Brief: Print the data exactly as written, but leave out each picture.

BEGIN

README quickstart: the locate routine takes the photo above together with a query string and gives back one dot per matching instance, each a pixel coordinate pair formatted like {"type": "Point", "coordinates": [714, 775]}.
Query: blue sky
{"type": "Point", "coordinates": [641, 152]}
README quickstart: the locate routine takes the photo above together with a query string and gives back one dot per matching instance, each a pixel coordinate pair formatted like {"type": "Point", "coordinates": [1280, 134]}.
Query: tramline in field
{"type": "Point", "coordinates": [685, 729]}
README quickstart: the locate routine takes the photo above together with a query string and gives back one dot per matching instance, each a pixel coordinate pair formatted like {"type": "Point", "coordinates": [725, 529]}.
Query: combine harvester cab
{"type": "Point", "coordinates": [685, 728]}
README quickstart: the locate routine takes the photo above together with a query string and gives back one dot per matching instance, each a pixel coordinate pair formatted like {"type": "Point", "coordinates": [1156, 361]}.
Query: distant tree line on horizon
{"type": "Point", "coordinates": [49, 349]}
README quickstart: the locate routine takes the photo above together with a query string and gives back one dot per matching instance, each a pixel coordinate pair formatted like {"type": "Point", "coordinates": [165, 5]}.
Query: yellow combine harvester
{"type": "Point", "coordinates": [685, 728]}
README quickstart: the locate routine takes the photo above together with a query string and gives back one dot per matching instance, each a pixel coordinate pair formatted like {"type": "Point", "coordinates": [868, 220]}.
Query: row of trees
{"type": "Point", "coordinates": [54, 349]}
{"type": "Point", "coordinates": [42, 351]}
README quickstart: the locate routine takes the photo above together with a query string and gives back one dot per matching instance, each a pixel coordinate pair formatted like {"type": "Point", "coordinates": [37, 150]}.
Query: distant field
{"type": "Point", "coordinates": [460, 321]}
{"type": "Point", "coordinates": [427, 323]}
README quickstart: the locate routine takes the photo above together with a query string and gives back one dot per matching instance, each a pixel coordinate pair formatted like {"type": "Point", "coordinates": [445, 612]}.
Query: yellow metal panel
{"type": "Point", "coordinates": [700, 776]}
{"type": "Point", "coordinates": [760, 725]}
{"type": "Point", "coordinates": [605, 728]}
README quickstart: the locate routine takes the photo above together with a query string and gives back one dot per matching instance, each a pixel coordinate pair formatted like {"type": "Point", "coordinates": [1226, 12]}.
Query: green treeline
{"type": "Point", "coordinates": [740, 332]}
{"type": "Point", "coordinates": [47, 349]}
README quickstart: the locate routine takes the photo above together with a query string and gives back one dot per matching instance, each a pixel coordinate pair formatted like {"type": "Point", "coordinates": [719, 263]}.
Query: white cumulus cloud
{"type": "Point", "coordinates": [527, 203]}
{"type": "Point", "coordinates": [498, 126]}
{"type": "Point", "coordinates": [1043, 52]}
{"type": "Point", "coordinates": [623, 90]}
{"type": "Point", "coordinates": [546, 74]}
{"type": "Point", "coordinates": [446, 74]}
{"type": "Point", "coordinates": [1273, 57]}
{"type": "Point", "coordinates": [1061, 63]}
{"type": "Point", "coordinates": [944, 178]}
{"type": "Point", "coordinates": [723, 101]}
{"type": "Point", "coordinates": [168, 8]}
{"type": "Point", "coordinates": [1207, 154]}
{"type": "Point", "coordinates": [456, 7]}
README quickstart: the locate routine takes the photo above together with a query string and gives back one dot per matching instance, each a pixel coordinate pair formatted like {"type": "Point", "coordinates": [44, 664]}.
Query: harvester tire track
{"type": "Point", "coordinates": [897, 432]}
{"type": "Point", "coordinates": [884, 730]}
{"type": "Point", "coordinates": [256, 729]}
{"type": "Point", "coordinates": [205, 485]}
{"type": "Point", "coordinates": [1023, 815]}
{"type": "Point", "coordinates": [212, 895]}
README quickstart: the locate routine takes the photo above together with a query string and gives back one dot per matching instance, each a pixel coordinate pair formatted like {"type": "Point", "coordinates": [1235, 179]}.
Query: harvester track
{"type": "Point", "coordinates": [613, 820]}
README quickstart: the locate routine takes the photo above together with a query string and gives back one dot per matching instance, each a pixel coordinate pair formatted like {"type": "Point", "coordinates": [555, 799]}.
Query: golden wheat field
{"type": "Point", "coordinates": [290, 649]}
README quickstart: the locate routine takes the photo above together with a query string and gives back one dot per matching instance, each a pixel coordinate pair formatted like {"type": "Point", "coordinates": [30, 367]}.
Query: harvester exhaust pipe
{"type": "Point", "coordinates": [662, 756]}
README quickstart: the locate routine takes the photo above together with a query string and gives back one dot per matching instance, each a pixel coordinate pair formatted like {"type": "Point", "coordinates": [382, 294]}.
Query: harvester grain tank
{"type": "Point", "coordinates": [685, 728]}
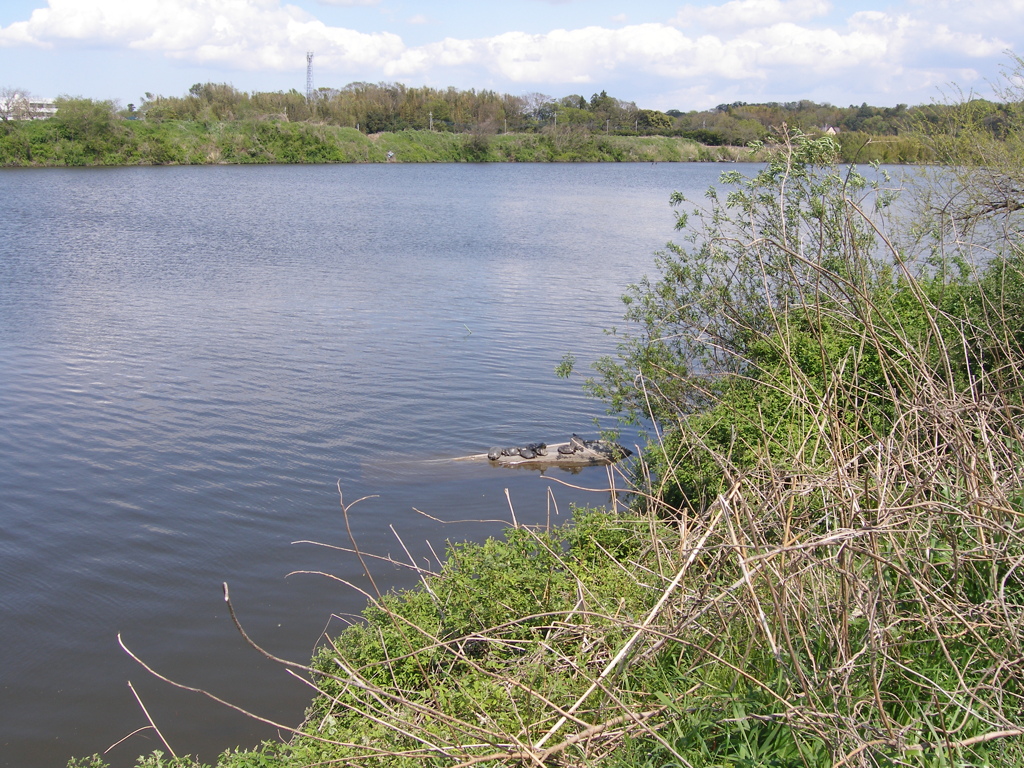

END

Output below:
README quickstart: the locate routine takes the photo above together with a query string and gives back one dot per matching instance, each a pixel coordinate pair formatted like {"type": "Point", "coordinates": [714, 775]}.
Query: blue sky
{"type": "Point", "coordinates": [641, 152]}
README quickstart: the locate routine takes the photo above together with a query string and gives back one dot per matching instance, each a pixel coordinate pair formatted like {"type": "Point", "coordinates": [1280, 134]}.
Query: tramline in field
{"type": "Point", "coordinates": [685, 729]}
README quickstart: the locate routine takes the photo above together with a query string and gives back one dot per matching instance, each a pixel coordinate pair formatted like {"type": "Point", "coordinates": [725, 529]}.
Query: combine harvester cab
{"type": "Point", "coordinates": [685, 728]}
README quickstart: the locate routine takes the photo above together with a query string and gives back one dot per matching instance, each a pixel coordinate pair formatted like {"type": "Point", "coordinates": [1156, 361]}.
Query: distant tree line on horizon
{"type": "Point", "coordinates": [49, 349]}
README quickstart: the locate routine takes the photo above together with a query string and gives back one dot per matching instance, each a pixel coordinate pair formatted like {"type": "Point", "coordinates": [165, 5]}.
Query: yellow combine harvester
{"type": "Point", "coordinates": [685, 728]}
README quickstart: the locate routine takes the photo above together with a query string and gives back one dot per matching instance, each a pixel coordinate pair formatted like {"type": "Point", "coordinates": [868, 220]}.
Query: row of trees
{"type": "Point", "coordinates": [54, 349]}
{"type": "Point", "coordinates": [42, 351]}
README quickstart: the locate routine takes the photo above together with a query string and gives back one dot per matching instance, each a pixel coordinate pair formatted like {"type": "Point", "coordinates": [37, 150]}.
Query: distant field
{"type": "Point", "coordinates": [460, 321]}
{"type": "Point", "coordinates": [427, 323]}
README quickstart: the locate routine takes the photo above together with a query string and gives back one dot per matching instance, each a pixel coordinate pair formatted like {"type": "Point", "coordinates": [445, 612]}.
Query: yellow metal panel
{"type": "Point", "coordinates": [700, 776]}
{"type": "Point", "coordinates": [760, 725]}
{"type": "Point", "coordinates": [605, 728]}
README quickstart: the locate routine takes the photo above together with a query string and gives back one dot per matching instance, each a pixel coordinate pair formatted like {"type": "Point", "coordinates": [1226, 12]}.
Query: green treeline
{"type": "Point", "coordinates": [740, 332]}
{"type": "Point", "coordinates": [47, 349]}
README quickstart: the locate routine takes the photo above together with a query string and gives back one dot per matching instance, each a pixel coordinate pair formatted like {"type": "Point", "coordinates": [719, 263]}.
Query: white cumulus cloud
{"type": "Point", "coordinates": [527, 203]}
{"type": "Point", "coordinates": [498, 126]}
{"type": "Point", "coordinates": [1043, 52]}
{"type": "Point", "coordinates": [623, 90]}
{"type": "Point", "coordinates": [546, 74]}
{"type": "Point", "coordinates": [446, 74]}
{"type": "Point", "coordinates": [1273, 57]}
{"type": "Point", "coordinates": [1061, 63]}
{"type": "Point", "coordinates": [944, 178]}
{"type": "Point", "coordinates": [723, 101]}
{"type": "Point", "coordinates": [168, 8]}
{"type": "Point", "coordinates": [1207, 154]}
{"type": "Point", "coordinates": [456, 7]}
README quickstart: the locate routine takes the photo above together with a query string and gives back one dot per matching instance, each a pixel coordinate pair formatted like {"type": "Point", "coordinates": [44, 664]}.
Query: harvester tire track
{"type": "Point", "coordinates": [897, 432]}
{"type": "Point", "coordinates": [884, 730]}
{"type": "Point", "coordinates": [256, 729]}
{"type": "Point", "coordinates": [205, 485]}
{"type": "Point", "coordinates": [1023, 815]}
{"type": "Point", "coordinates": [212, 895]}
README quickstart: the locate routine takes the photo above together with a query string and gives back one dot per matching instance, each a pixel coordinate pair formatted like {"type": "Point", "coordinates": [1235, 179]}.
Query: harvester track
{"type": "Point", "coordinates": [613, 820]}
README quickstart: the locate routine takes the photo above together with a query string and gives back one dot per matching instance, each a pixel coordinate pair formatted like {"type": "Point", "coordinates": [555, 799]}.
Query: golden wheat field
{"type": "Point", "coordinates": [290, 649]}
README quickstart: the locate routine takes the photo above together with a query string and gives back one dot per matching instance, each a pixel coordinate pair formatted like {"type": "Point", "coordinates": [30, 367]}.
Query: harvester exhaust pipe
{"type": "Point", "coordinates": [662, 756]}
README quickstart: the locate routine takes the photo above together with a query string and gives back one dot per matching instance, each a pixel coordinate pair formatted like {"type": "Point", "coordinates": [382, 294]}.
Query: harvester grain tank
{"type": "Point", "coordinates": [685, 728]}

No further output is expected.